_Ejercicios_
a - ¿Qué le pregunta a Oscar la médica o paramédica en el fragmento del texto? Enumera todo lo que le pregunta.
b - Responde con base en el fragmento del texto, una respuesta por línea:
(i) ¿En qué década se convirtió Oscar Brizuela en actor?
(ii) ¿En qué piso del Teatro Regina funciona la Casa del Teatro?
(iii) ¿Qué película de Hernán Rosselli es de 2014?
c - En el fragmento del texto, sustituye "Maximiliano" por "Máximo" y copia la parte que empieza en las palabras "Convertido en actor" y termina después de "vez y por qué.".

_Fragmento del texto_

┌──

Convertido en actor de la noche a la mañana en los años ‘60 ( gracias a la varita mágica de la diosa blanca Libertad Leblanc), tras haber sufrido un ACV el octogenario Oscar Brizuela apunta a ubicar en el mapa a su hijo Maximiliano, a quien no ve desde vaya a saber cuándo. Cómo saberlo si el propio Oscar no lo sabe, navegando en su memoria como quien lo hace en un bote perforado. El ACV le estragó a Oscar la memoria próxima, pero la más mediata tampoco está del todo a salvo. No al menos para saber con certeza si Maximiliano llegó a amenazarlo de muerte alguna vez y por qué.

Como Segey, Oscar Brizuela vive en una nebulosa. La nebulosa del ACV, que lo coloca en una suerte de limbo entre lo real y lo que su cerebro le permite hacer. “¿Qué día es hoy?”, le pregunta una médica o paramédica. “24”, responde Oscar, a quien la Casa del Teatro, que funciona en el piso superior del Teatro Regina y que da cobijos a actores retirados, acoge, como servicio mutual. “¿24 de qué mes?” Silencio. “¿En qué año estamos?” Otro silencio. La de Casa del Teatro, opus 2 de Hernán Rosselli, realizador de la notable Mauro (2014), es la historia de la recomposición, por parte de Oscar Brizuela y quienes lo atienden, de lo que el ACV no se llevó. Ya se sabe que de una enfermedad neurológica se puede recuperar poco. Pero nunca se sabe cuánto, y es ese no saber el que Oscar recorre con médicos y paramédicos, y también con los compañeros del pensionado, con quienes ensaya una obra para presentar en el teatro de planta baja.

└──

_Datos para revisar_
┌──

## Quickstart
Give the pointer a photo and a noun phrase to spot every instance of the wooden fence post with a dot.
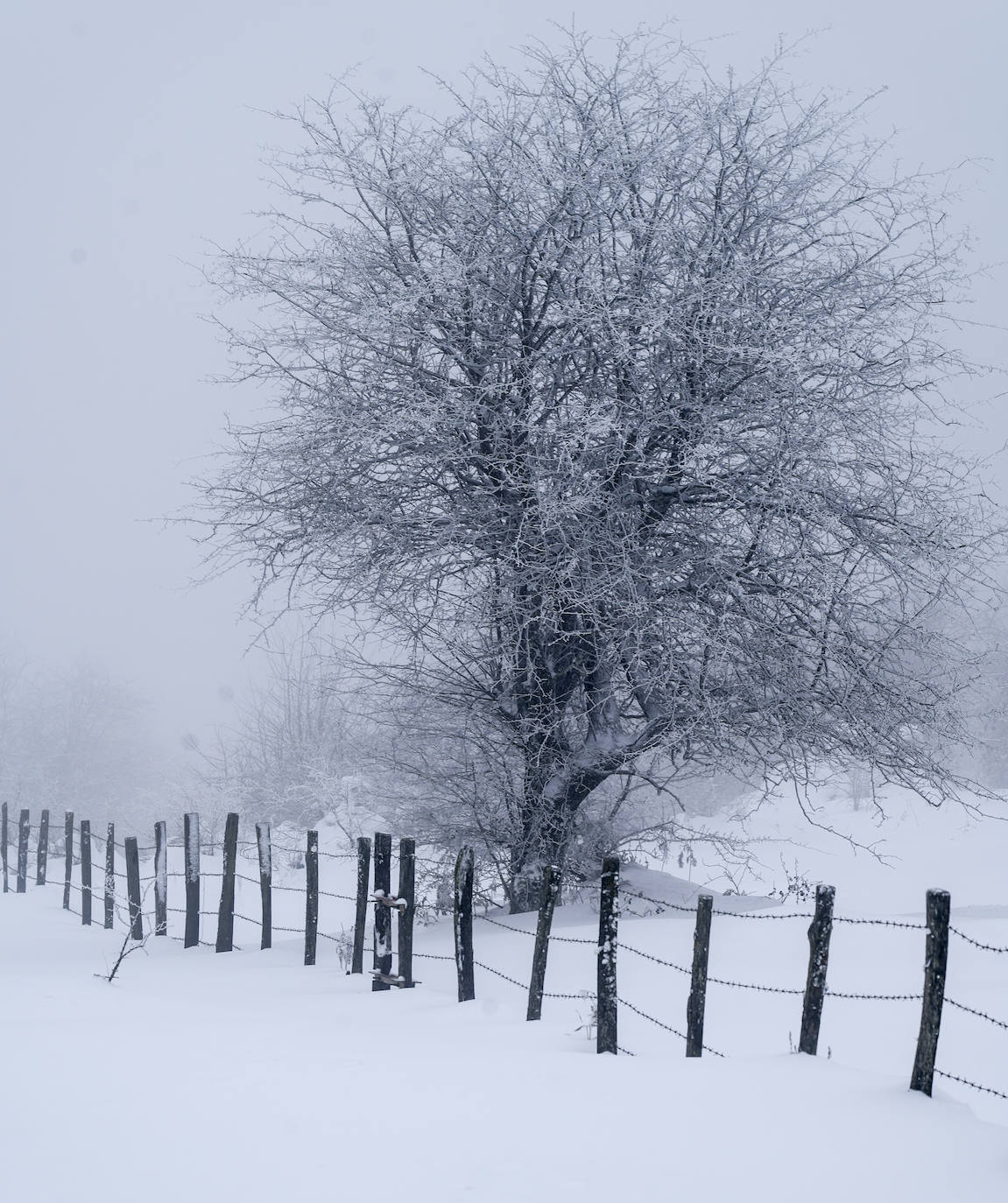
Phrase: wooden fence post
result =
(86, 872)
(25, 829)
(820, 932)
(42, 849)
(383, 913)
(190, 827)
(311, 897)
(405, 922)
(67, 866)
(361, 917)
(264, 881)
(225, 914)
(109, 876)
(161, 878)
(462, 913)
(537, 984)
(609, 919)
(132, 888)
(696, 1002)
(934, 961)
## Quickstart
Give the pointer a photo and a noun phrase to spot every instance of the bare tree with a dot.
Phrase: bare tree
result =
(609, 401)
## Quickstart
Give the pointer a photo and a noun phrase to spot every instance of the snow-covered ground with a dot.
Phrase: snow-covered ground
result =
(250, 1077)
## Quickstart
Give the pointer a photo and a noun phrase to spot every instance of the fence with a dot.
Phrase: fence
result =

└──

_Soluciones_
a -
- ¿Qué día es hoy?
- ¿24 de qué mes?
- ¿En qué año estamos?

b -
(i) En los años '60.
(ii) En el piso superior.
(iii) Mauro.

c -
Convertido en actor de la noche a la mañana en los años ‘60 ( gracias a la varita mágica de la diosa blanca Libertad Leblanc), tras haber sufrido un ACV el octogenario Oscar Brizuela apunta a ubicar en el mapa a su hijo Máximo, a quien no ve desde vaya a saber cuándo. Cómo saberlo si el propio Oscar no lo sabe, navegando en su memoria como quien lo hace en un bote perforado. El ACV le estragó a Oscar la memoria próxima, pero la más mediata tampoco está del todo a salvo. No al menos para saber con certeza si Máximo llegó a amenazarlo de muerte alguna vez y por qué.